■ Exercise requirements ■
Lines from the one containing "person in blue" through the final line of the records are the only ones to copy, and each must match exactly.

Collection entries
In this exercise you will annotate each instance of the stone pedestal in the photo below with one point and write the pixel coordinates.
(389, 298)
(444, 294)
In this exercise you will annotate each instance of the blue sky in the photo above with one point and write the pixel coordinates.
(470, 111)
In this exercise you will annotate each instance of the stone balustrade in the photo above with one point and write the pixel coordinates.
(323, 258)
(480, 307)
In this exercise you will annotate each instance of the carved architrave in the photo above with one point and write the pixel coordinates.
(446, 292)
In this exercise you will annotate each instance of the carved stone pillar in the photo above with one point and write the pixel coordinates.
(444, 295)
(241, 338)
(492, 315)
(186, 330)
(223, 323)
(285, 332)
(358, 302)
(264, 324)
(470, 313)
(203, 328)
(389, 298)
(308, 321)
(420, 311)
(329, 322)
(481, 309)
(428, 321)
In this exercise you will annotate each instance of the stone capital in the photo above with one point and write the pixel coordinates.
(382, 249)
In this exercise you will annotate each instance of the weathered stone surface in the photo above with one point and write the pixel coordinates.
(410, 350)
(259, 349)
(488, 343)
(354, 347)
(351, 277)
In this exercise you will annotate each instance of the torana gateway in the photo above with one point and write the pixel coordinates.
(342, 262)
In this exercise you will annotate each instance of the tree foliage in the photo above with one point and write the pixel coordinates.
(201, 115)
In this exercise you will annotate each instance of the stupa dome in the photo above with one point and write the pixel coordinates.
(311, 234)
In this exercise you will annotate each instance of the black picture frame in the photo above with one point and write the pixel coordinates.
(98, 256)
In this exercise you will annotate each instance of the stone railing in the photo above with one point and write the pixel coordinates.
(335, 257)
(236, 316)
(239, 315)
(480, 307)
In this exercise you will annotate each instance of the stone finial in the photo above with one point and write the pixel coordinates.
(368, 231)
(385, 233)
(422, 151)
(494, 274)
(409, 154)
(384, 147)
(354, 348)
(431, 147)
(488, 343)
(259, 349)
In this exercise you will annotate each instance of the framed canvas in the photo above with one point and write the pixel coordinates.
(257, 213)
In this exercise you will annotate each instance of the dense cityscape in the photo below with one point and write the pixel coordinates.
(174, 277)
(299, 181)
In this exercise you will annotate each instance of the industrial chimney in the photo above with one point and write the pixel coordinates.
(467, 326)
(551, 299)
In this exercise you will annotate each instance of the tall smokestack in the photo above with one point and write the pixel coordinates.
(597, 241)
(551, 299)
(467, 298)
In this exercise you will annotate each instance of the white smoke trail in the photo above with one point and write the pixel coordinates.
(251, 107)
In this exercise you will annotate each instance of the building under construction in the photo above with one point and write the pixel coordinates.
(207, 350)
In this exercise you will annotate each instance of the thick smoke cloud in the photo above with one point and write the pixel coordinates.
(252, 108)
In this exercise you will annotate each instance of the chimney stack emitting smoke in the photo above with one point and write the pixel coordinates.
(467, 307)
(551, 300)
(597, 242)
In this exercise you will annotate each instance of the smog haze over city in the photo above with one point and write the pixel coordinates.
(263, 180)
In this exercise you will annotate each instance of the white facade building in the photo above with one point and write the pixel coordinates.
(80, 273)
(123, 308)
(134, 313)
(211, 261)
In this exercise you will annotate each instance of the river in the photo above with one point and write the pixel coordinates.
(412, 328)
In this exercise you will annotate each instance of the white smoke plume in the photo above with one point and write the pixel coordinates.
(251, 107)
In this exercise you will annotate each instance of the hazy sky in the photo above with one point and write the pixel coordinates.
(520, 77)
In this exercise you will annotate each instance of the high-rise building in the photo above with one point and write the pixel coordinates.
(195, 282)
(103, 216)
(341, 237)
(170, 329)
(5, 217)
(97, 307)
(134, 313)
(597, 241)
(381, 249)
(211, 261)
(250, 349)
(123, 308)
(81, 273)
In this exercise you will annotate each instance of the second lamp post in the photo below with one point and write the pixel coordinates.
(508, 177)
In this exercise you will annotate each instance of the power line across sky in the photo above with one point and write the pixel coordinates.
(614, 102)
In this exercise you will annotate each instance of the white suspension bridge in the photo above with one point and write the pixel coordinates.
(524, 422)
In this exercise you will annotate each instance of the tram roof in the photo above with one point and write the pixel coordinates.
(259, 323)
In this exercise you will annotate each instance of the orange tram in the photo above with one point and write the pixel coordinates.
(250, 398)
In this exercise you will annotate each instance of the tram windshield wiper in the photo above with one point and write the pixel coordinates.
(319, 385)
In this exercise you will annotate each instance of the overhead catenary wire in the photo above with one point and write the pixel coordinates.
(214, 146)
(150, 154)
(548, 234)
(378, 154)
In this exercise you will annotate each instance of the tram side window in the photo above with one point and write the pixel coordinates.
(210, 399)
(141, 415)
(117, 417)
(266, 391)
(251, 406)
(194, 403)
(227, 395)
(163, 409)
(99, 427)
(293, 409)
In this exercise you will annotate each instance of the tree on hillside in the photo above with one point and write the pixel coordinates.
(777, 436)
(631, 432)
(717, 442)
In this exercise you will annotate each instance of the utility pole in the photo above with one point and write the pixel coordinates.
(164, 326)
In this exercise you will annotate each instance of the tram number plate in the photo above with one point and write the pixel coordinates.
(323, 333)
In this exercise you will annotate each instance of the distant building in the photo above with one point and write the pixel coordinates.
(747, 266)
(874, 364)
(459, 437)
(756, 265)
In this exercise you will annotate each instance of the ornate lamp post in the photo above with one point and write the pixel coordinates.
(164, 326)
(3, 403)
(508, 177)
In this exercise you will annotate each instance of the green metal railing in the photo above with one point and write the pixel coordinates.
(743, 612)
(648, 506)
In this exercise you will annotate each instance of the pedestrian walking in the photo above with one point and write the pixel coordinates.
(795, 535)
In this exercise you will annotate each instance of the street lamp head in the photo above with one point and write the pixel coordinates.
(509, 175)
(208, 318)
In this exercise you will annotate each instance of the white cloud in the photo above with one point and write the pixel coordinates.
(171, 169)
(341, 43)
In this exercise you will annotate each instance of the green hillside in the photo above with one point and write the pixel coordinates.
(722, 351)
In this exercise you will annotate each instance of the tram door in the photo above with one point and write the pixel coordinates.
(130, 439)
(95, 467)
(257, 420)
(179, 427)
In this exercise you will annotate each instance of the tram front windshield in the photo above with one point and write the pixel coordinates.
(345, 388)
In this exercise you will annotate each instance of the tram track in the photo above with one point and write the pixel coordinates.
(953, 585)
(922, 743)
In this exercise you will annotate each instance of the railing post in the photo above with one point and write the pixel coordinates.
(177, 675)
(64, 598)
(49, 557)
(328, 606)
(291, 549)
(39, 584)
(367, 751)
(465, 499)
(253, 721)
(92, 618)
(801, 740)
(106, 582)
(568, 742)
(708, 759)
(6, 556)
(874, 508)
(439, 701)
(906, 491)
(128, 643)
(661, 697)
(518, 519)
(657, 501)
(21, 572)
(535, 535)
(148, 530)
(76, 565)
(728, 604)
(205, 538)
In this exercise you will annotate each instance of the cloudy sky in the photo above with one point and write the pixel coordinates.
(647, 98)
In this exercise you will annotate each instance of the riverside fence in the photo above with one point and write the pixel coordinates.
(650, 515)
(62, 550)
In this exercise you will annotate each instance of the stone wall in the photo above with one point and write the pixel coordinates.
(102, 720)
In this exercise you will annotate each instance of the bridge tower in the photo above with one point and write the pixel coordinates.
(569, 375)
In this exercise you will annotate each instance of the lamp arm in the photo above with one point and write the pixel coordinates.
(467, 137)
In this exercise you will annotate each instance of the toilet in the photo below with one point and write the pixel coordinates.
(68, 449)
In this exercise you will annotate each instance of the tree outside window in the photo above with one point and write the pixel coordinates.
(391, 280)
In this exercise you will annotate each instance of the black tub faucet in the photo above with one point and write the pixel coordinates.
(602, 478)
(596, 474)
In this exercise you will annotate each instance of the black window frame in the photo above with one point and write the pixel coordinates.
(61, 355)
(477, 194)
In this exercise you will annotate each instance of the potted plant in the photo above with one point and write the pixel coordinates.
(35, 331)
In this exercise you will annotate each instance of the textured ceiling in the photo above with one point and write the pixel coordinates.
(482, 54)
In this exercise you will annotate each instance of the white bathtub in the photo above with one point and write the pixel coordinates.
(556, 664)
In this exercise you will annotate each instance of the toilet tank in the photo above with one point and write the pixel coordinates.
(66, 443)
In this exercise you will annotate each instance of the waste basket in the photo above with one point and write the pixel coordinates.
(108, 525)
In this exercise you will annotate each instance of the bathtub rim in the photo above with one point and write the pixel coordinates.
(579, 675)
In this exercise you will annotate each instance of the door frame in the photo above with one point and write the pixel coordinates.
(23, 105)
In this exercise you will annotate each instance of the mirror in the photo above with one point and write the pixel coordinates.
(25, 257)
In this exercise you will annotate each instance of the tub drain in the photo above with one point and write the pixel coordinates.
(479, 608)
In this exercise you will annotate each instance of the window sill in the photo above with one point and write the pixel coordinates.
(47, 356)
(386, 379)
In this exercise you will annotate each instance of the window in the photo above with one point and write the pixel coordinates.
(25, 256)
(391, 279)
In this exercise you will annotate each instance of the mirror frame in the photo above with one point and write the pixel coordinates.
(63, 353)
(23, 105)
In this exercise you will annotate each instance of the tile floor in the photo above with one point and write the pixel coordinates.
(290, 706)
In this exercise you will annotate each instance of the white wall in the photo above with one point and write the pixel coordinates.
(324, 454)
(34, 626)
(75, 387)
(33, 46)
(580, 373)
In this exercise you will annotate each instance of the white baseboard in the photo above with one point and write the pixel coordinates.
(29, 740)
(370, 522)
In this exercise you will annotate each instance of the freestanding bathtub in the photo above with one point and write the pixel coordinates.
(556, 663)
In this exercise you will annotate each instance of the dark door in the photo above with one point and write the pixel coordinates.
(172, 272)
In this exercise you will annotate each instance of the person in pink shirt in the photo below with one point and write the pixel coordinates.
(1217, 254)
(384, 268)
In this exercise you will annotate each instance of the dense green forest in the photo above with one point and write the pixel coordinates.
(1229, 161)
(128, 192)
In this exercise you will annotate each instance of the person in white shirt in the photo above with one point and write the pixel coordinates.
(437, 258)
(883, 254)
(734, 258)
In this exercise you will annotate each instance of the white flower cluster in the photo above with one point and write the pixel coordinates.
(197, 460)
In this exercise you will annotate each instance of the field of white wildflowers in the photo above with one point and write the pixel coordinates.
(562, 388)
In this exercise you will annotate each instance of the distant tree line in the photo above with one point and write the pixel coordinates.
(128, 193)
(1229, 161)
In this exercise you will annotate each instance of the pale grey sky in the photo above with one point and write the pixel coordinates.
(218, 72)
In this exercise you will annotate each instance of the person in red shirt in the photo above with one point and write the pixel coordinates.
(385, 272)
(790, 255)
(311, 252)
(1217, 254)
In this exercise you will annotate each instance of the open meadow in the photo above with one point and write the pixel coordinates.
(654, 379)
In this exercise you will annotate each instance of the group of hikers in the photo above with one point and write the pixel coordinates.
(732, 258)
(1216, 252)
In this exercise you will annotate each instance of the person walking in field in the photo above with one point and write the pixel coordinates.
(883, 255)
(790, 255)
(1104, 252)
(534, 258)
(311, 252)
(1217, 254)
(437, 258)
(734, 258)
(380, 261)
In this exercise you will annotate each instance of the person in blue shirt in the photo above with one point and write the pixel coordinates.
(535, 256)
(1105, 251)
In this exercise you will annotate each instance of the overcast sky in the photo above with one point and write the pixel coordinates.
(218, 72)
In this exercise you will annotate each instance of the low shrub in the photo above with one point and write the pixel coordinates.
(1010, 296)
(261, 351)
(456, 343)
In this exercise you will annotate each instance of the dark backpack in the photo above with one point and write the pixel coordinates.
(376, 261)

■ Written response ■
In this exercise you will annotate each instance of the person in blue shirt in the photo above with one point and write the pixel coordinates.
(535, 256)
(1105, 251)
In this exercise you will annotate each instance of the overcast sky in the photo above with one point and write the pixel coordinates.
(218, 72)
In this exercise you will annotate each instance of the low shrub in the photo above with one point and write the pixel coordinates.
(1010, 296)
(261, 351)
(456, 343)
In this exercise you will annotate each instance of the dark backpack in the photo above with one point and write the pixel coordinates.
(376, 261)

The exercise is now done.